## TEXTE
===============

L’automne est bien avancé, mais la météo reste estivale. Le ciel est clair, pas de vent, une mer d’huile, ou presque. La reprise des périodes à la mer est pour le moins soft. Le Vauquelin roule à peine. Les manœuvres avec les navires du groupe se font sereinement.
Le poste de ravitaillement avec le Duguay Trouin est presque un exercice de style tant les conditions météo sont clémentes. De la plage arrière, où mon tiers est à poste, je contemple le Duguay Trouin se rapprocher. Il pousse un peu la machine pour se mettre au niveau du Vauquelin. Des volutes de fumée brune s’échappent par instants de ses cheminées. Puis ralenti doucement pour rester à couple.

Un coup de sifflet retenti, « Attention au lance amarre » annoncent les haut-parleurs. La détonation du fusil lance amarre est juste perceptible. Les deux navires sont à bonne hauteur. D’où je me trouve ; la plage arrière, je ne vois plus que celle du Duguay et les collègues d’en face, comme nous, au poste d’admiration.
La manœuvre n’aura pas duré une demi-heure. N’ayant rien à faire, je n’ai rien vu, je me suis laissé bercer par le vent relatif. Le Duguay reprend de la vitesse et s’éloigne. Sur bâbord, c’est au tour du Du Chayla de se rapprocher. Et là, même motif, même punition : Navigation à couple, sifflet, lance amarres … et même attente sur la plage arrière.
Le 23 octobre, le Vauquelin mouille au large de Cavalaire pour la nuit. Le 23 au matin, appareillage pour Calvi Sur la route, les exercices d'entrainement vont s'enchainer.
L’objectif était de faire une manœuvre avec la légion. Pour ce faire, le troisième tiers appelé aussi « Corps Déb. » qui signifie corps de débarquement est envoyé à terre jouer aux fantassins. Je n’en suis pas et le regrette. Je suis du deuxième tiers.
Le Vauquelin mouille à Calvi. Le troisième tiers y est descendu Calvi. Le troisième tier y est descendu à terre pour une manœuvre avec la Légion ...
C’est à cette époque que le navire à fait escale à Gênes Ville au passé certes prestigieux mais au présent très banal. Je n’en garde aucun souvenir.
Gênes. L'escale qui ne fut pas inoubliable. Le Vauquelin à couple avec le Du Chayla, lui même à couple avec le Dugay Trouin à quai.
Le Vauquelin est à gauche, le Du Chayla, au milieu et le Dugay Trouin à quai.
La Sainte Barbe, la fête des canonniers.
Avant le retour à Brest.

===============

## TRAVAIL À FAIRE
a. Recopiez mot pour mot le passage du texte qui va de « La manœuvre n’aura » jusqu'à « d'entrainement vont s'enchainer. ».
b. Dressez la liste de toutes les villes mentionnées dans le texte.
Les lignes de données n'ont aucun rôle à jouer ici.

===============

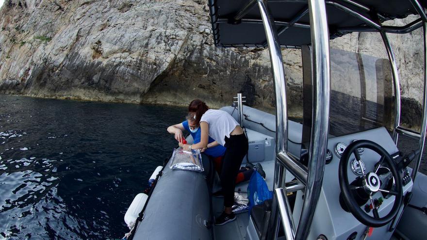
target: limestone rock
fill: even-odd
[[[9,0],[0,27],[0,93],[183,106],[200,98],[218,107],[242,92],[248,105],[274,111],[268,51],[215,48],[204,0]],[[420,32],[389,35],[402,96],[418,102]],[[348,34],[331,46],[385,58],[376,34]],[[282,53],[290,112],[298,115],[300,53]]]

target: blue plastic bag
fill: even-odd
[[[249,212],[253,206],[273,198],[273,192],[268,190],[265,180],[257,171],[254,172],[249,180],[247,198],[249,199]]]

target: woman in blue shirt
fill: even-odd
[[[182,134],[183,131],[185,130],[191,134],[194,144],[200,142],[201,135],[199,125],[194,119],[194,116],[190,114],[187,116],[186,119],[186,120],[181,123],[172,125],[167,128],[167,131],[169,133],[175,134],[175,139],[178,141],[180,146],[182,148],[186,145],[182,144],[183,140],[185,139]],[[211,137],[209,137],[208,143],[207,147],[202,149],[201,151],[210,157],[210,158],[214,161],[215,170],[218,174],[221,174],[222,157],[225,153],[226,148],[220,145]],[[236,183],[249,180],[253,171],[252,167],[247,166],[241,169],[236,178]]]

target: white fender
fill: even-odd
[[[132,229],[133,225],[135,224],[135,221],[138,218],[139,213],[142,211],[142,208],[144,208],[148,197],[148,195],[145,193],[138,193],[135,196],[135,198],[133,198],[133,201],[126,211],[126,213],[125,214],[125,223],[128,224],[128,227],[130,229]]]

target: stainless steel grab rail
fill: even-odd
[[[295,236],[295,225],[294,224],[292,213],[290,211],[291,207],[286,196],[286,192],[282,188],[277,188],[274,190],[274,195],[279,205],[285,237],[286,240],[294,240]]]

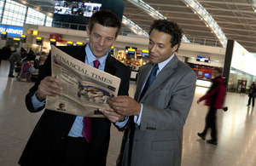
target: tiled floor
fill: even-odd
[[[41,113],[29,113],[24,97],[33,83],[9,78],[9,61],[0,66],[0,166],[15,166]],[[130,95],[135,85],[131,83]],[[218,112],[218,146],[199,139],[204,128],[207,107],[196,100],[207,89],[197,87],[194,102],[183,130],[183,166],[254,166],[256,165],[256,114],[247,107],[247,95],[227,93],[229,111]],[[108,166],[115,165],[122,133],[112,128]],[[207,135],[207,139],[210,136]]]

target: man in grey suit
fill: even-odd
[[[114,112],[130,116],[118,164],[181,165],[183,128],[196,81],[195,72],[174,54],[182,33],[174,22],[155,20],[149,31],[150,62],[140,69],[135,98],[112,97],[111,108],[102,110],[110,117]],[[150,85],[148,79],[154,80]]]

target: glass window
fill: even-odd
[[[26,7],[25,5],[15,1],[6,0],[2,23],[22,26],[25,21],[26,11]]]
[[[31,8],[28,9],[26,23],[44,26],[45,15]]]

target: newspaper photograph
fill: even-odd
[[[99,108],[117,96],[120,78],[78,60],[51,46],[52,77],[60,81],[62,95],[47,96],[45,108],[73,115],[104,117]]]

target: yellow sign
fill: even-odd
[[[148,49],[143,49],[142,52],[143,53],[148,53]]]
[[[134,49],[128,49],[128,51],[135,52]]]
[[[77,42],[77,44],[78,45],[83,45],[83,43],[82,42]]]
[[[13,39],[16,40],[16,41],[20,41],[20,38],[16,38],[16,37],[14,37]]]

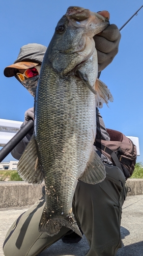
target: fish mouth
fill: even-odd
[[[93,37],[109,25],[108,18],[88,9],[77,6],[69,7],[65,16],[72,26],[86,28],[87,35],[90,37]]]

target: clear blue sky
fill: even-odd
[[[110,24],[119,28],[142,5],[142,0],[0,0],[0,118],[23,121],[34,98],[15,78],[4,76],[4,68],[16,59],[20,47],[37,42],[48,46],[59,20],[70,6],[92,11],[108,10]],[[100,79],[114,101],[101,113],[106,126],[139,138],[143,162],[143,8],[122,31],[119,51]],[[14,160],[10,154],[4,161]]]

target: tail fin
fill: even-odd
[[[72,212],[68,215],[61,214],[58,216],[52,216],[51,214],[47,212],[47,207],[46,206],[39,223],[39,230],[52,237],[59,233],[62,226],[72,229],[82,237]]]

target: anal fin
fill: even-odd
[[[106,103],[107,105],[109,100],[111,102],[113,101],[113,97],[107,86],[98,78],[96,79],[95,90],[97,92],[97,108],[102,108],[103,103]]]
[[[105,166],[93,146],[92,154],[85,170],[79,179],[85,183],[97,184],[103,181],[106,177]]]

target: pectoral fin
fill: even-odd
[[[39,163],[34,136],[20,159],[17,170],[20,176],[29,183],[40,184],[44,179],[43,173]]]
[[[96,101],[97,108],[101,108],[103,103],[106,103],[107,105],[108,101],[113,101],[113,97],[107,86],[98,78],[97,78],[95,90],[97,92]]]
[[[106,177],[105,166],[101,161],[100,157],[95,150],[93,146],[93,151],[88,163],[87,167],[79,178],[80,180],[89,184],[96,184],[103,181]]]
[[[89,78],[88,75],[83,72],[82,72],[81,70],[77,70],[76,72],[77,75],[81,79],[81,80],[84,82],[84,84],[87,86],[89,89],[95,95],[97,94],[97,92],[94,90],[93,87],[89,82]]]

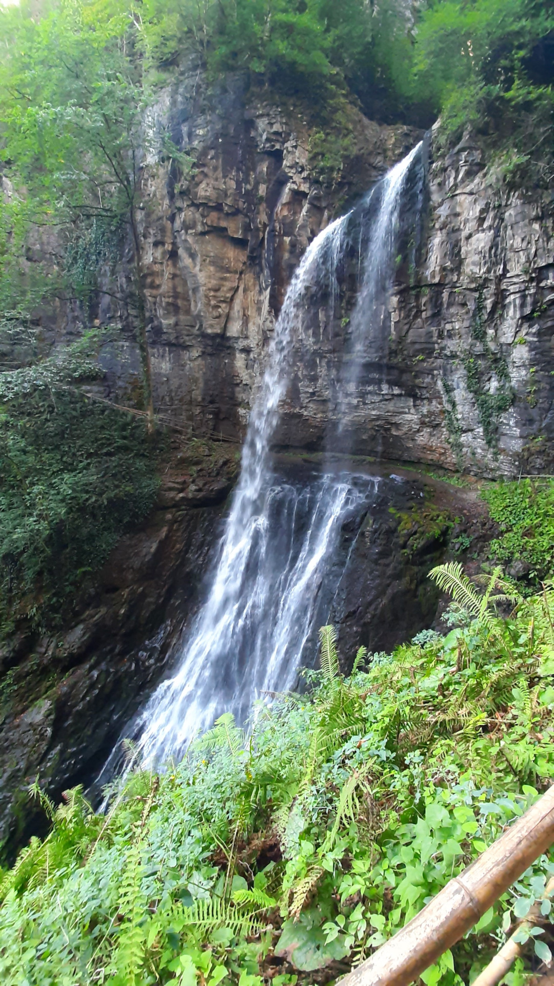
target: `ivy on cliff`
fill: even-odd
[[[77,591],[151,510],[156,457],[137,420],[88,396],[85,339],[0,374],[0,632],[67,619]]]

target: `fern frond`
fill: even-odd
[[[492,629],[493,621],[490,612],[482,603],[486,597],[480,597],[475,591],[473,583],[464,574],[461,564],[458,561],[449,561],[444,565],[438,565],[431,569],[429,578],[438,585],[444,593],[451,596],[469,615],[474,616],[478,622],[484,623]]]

===============

## RÉPONSES DANS L'ORDRE
a.
La manœuvre n’aura pas duré une demi-heure. N’ayant rien à faire, je n’ai rien vu, je me suis laissé bercer par le vent relatif. Le Duguay reprend de la vitesse et s’éloigne. Sur bâbord, c’est au tour du Du Chayla de se rapprocher. Et là, même motif, même punition : Navigation à couple, sifflet, lance amarres … et même attente sur la plage arrière.
Le 23 octobre, le Vauquelin mouille au large de Cavalaire pour la nuit. Le 23 au matin, appareillage pour Calvi Sur la route, les exercices d'entrainement vont s'enchainer.

b. Cavalaire, Calvi, Gênes, Brest